楽しい空間を演出するという意味でお茶とお花はとてもよく似ています。

 藤井淳子さんがこの世界に飛び込んだのは、いまからおよそ30年前。当時まだ日本では「フラワーアレンジメント」や「フラワーデザイン」という言葉が認知されておらず、京都でお花を教えているというと誰もが「生け花」を連想した時代でした。きっかけは、オランダからフラワーアレンジメントを教えるため京都に来ていたアーティストと出会い、いっしょに教室を立ち上げたことでした。

 フラワーデザインとお茶はよく似ているといいます。藤井さんは「たとえば器を引き立てるためのお花も、花嫁さんを引き立てるためのウエディングブーケも、あくまで花は脇役であって主役はそこにいる人。お茶の時間においても同様で、人が集まり会話を楽しむ時間を引き立てるのがお茶の役割だと、私は考えています」とその共通点を教えてくれました。
 ご自身が主宰されている教室のレッスン前に、生徒さんとお茶を楽しむ時間を持つようにしているという藤井さん。いつも自ら急須でお茶を淹れるのだそうです。「やはり美味しく淹れようと心をこめて淹れたお茶は、本当に美味しくなるんです。ゴールデンドリップとよくいいますが、私も最後の一滴まで心を込めて淹れるようにしています」と急須茶に込めた思いを話してくれました。

[データセットの項目]
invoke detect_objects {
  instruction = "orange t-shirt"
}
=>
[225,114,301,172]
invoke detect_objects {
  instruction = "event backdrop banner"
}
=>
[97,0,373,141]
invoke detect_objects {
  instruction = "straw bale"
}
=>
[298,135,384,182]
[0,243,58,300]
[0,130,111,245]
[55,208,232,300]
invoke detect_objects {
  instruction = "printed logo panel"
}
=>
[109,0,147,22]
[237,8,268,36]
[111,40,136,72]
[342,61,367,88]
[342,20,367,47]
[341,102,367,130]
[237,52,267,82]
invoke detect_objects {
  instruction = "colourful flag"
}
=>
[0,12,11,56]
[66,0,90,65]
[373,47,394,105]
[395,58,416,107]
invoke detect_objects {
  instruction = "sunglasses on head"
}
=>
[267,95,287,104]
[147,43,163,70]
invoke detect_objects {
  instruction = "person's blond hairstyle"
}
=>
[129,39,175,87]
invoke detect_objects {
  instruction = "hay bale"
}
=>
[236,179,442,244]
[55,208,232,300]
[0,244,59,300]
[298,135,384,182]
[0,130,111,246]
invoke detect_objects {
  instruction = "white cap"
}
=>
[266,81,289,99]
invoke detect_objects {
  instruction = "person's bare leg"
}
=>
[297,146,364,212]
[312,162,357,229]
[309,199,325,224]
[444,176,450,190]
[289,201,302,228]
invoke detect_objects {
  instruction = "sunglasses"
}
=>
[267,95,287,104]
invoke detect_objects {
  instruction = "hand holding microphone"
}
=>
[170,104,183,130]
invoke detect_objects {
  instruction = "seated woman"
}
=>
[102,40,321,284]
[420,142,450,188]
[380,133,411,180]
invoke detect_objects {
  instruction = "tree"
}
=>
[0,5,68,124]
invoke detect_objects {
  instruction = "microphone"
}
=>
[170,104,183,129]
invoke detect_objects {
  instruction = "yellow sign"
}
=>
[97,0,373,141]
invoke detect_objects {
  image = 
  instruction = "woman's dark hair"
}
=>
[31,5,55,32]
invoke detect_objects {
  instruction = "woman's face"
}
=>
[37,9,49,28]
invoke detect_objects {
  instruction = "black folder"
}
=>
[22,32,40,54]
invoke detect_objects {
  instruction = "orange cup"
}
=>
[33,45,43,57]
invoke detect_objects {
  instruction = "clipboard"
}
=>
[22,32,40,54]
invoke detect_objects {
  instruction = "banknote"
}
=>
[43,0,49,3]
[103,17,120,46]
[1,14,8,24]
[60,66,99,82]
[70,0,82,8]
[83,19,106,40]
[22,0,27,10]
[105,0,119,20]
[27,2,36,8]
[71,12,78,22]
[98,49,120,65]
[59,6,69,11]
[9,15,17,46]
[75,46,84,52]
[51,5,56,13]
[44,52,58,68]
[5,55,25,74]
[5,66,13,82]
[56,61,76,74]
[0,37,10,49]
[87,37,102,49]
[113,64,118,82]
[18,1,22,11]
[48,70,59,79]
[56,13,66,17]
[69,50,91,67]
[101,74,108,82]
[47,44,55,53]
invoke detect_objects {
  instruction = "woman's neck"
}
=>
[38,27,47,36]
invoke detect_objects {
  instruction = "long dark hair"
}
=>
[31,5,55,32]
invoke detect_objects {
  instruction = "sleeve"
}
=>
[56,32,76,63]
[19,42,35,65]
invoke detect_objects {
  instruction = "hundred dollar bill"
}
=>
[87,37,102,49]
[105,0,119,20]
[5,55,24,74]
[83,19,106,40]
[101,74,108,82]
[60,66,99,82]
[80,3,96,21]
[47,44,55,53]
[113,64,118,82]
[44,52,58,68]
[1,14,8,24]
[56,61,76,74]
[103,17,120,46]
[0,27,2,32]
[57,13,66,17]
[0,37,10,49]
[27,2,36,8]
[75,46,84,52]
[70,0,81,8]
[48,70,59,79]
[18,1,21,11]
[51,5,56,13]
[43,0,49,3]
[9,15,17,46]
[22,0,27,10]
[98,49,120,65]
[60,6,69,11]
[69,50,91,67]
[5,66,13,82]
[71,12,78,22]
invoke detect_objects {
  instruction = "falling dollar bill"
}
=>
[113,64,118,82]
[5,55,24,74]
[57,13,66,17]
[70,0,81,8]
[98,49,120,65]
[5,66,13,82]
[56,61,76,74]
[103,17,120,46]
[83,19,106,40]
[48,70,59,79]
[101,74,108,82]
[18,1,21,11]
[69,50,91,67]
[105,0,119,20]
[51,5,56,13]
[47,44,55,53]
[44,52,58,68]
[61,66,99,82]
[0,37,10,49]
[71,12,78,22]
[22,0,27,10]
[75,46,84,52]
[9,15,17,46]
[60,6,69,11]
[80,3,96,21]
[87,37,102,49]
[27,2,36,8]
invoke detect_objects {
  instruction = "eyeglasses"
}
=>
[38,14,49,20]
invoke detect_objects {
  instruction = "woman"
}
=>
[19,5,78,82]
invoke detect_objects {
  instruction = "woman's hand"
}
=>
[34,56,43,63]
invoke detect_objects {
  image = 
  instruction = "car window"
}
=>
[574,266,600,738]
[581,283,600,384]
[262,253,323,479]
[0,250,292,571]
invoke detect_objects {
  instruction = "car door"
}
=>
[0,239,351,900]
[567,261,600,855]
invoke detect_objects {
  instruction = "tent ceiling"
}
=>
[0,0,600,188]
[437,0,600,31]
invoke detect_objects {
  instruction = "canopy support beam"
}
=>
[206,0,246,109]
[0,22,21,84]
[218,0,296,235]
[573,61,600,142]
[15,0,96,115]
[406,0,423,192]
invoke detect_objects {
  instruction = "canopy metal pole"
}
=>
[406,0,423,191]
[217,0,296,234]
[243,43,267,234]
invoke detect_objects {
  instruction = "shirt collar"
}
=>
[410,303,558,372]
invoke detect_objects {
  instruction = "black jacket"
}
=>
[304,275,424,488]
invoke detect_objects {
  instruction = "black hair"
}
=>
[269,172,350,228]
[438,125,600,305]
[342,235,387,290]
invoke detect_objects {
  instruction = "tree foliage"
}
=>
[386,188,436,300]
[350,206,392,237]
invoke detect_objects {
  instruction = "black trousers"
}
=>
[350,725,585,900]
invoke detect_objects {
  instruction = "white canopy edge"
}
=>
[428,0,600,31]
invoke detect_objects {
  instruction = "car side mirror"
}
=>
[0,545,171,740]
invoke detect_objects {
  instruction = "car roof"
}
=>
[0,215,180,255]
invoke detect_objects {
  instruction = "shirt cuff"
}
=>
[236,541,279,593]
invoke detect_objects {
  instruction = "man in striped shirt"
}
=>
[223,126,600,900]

*課題一覧*:
• 1. お茶とお花の文章について、次の問いに答えよ。
(a) 藤井さんがこの世界に飛び込んだのは、いまからおよそ何年前か。
(b) 藤井さんがいっしょに教室を立ち上げたアーティストは、どこから来ていたか。
(c) 藤井さんは教室のレッスン前に、誰とお茶を楽しむ時間を持っているか。
• 2. お茶とお花の文章の「ご自身が主宰されている教室の」から「めた思いを話してくれました。」までを、一字一句そのまま書き写してください。
• 3. お茶とお花の文章の最後の文に続けて、その先を書き進めよ。
これらの資料は、お茶とお花の文章とは関係がない。

*解答*:
• 1.
(a) およそ30年前
(b) オランダ
(c) 生徒さん

• 2.
ご自身が主宰されている教室のレッスン前に、生徒さんとお茶を楽しむ時間を持つようにしているという藤井さん。いつも自ら急須でお茶を淹れるのだそうです。「やはり美味しく淹れようと心をこめて淹れたお茶は、本当に美味しくなるんです。ゴールデンドリップとよくいいますが、私も最後の一滴まで心を込めて淹れるようにしています」と急須茶に込めた思いを話してくれました。

• 3.
 また、緑茶の水色が綺麗に見えるような白磁の器を選んだり、飲み口は薄すぎず厚すぎないものにしたりといったことにまで気を配るといいます。「やはり色と質感と形には自然と意識が向きますよね」とフラワーアーティストらしい答えが返ってきました。「今日も皆さんに鳥獣戯画のお湯呑でお出ししているのは、いまちょうど京都国立博物館で鳥獣戯画の展覧会をやっているからです。器はこうした場の話題づくりにもなるんです」。それは茶道において季節やお客様にあわせて掛け軸やお花を変えるのと同じことだと藤井さんはいいます。いかにその場を心通わす空間に演出するか。お茶とお花に根差した「華麗なる脇役」としてのスピリットが、藤井さんのフラワーデザインを支えているのかもしれません。